§ 任务要求
**A.** 按这篇题解,每次操作后要询问队列的什么?
**B.** 照原样抄录这篇题解中从“2019牛客多校第七场 E Find”到“2 * 8\ byte\),勉强够用。可能有些地方需要优化空间。”的部分。

§ 原始文档
········

2019牛客多校第七场 E Find the median(线段树区间化点)题解
题意:
有一个空的队列,有\(n( n<= 4e5)\)次操作,每次操作会得到一个\(L_i,R_i\),将\(L_i,L_{i+1} \cdots R_{i-1},R_i\)放进队列,每次询问此时队列的中位数。
思路:
因为\(L\)和\(R\)的数量比较少,我们把所有\(L\)和\(R\)的点离散化,如果任意两个点之间还有区间我们就再加一个点表示这个区间,那么我们显然可以得到,每一个点所代表的区间的数量都是相同的,那么只要用线段树维护,然后找区间第\(k\)大即可。最终的点最多为\(4e5 * 2 * 2\),空间花费\(16e5 * 4 * 2 * 8\ byte\),勉强够用。可能有些地方需要优化空间。

········

数据集摘录:
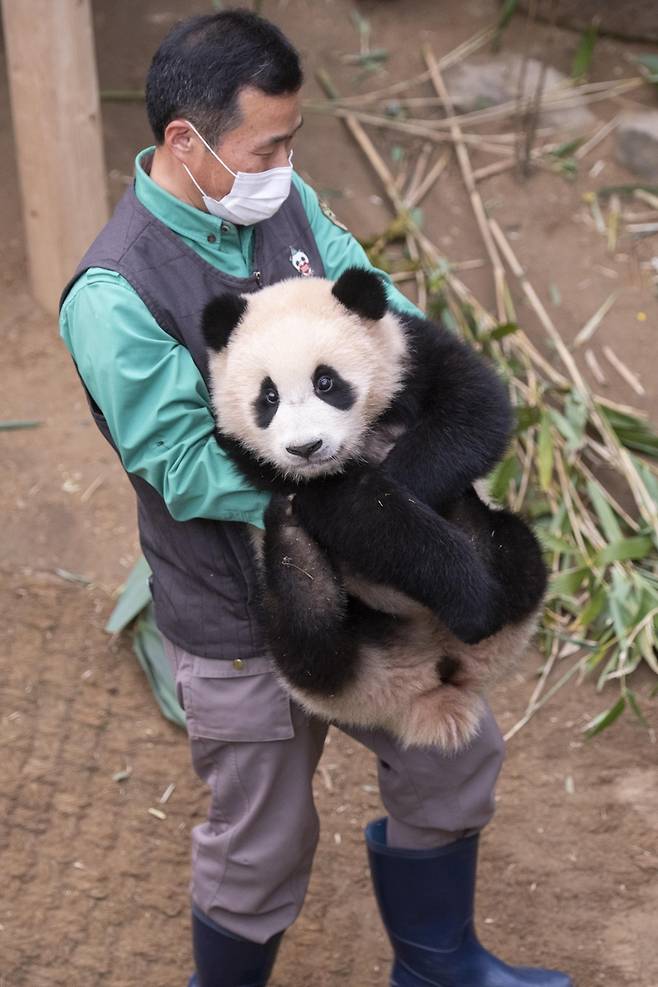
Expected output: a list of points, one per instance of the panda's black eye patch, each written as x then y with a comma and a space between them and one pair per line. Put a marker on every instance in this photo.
267, 402
332, 388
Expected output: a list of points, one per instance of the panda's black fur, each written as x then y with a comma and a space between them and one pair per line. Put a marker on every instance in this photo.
412, 523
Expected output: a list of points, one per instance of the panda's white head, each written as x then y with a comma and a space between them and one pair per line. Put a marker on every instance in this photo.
300, 370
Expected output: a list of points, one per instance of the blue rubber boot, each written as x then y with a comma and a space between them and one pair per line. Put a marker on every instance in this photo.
426, 901
225, 960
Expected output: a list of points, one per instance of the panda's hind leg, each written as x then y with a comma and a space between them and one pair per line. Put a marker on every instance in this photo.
305, 606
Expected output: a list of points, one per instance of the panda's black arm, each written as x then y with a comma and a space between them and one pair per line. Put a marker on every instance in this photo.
459, 414
384, 534
305, 607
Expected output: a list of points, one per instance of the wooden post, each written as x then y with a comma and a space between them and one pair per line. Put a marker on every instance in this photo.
55, 105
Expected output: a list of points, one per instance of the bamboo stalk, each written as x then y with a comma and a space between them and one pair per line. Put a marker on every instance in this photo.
620, 455
471, 186
492, 143
419, 171
623, 370
596, 138
428, 181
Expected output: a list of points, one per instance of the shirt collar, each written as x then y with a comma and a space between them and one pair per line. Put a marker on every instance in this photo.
186, 220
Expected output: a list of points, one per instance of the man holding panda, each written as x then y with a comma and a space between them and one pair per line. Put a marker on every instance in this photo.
217, 206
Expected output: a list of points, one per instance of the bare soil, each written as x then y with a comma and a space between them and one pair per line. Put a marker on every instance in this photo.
94, 885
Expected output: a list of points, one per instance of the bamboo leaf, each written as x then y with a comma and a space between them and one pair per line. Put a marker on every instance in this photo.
650, 62
593, 608
505, 329
626, 548
7, 426
606, 718
605, 513
502, 476
552, 542
572, 430
148, 646
545, 452
135, 595
635, 706
526, 417
585, 51
568, 582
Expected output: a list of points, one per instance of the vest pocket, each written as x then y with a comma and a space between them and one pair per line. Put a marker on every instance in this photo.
236, 701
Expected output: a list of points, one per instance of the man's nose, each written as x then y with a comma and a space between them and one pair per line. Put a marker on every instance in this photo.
305, 451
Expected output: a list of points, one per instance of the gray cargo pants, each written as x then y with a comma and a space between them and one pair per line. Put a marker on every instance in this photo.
258, 751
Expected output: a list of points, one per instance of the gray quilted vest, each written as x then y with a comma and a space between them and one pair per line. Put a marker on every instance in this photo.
203, 582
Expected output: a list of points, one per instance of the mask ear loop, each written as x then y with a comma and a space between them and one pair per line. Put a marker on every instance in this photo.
214, 153
201, 192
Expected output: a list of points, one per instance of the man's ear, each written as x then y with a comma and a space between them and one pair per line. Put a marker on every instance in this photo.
361, 292
219, 319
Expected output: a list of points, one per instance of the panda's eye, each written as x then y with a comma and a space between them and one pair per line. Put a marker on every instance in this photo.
324, 383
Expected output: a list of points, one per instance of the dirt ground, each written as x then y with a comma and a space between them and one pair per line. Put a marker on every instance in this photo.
95, 886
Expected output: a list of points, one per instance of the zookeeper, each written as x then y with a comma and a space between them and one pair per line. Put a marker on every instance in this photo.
216, 206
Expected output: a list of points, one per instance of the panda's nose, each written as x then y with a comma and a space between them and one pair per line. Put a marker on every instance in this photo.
305, 451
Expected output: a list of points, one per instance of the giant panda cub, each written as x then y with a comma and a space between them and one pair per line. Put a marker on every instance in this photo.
393, 596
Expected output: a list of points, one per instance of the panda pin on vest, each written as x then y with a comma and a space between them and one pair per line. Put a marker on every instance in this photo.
392, 594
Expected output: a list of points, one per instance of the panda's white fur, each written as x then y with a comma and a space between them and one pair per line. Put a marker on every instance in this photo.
287, 330
292, 327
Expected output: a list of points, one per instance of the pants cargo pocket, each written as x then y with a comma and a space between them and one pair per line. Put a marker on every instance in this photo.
241, 701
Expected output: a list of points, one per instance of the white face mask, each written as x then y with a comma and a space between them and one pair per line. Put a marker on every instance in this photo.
253, 197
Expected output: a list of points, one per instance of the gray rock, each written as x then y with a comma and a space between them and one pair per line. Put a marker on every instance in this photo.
637, 143
488, 81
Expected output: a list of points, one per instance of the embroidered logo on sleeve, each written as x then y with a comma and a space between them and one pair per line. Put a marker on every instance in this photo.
331, 215
300, 262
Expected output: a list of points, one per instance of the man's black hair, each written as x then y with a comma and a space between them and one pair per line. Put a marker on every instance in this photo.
203, 63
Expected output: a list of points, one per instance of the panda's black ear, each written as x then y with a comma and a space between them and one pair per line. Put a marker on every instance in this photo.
219, 319
362, 292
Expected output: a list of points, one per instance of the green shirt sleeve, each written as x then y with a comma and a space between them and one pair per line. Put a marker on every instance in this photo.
155, 401
339, 249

········

§ 参考解答
**A.** 询问此时队列的中位数。

**B.**
2019牛客多校第七场 E Find the median(线段树区间化点)题解
题意:
有一个空的队列,有\(n( n<= 4e5)\)次操作,每次操作会得到一个\(L_i,R_i\),将\(L_i,L_{i+1} \cdots R_{i-1},R_i\)放进队列,每次询问此时队列的中位数。
思路:
因为\(L\)和\(R\)的数量比较少,我们把所有\(L\)和\(R\)的点离散化,如果任意两个点之间还有区间我们就再加一个点表示这个区间,那么我们显然可以得到,每一个点所代表的区间的数量都是相同的,那么只要用线段树维护,然后找区间第\(k\)大即可。最终的点最多为\(4e5 * 2 * 2\),空间花费\(16e5 * 4 * 2 * 8\ byte\),勉强够用。可能有些地方需要优化空间。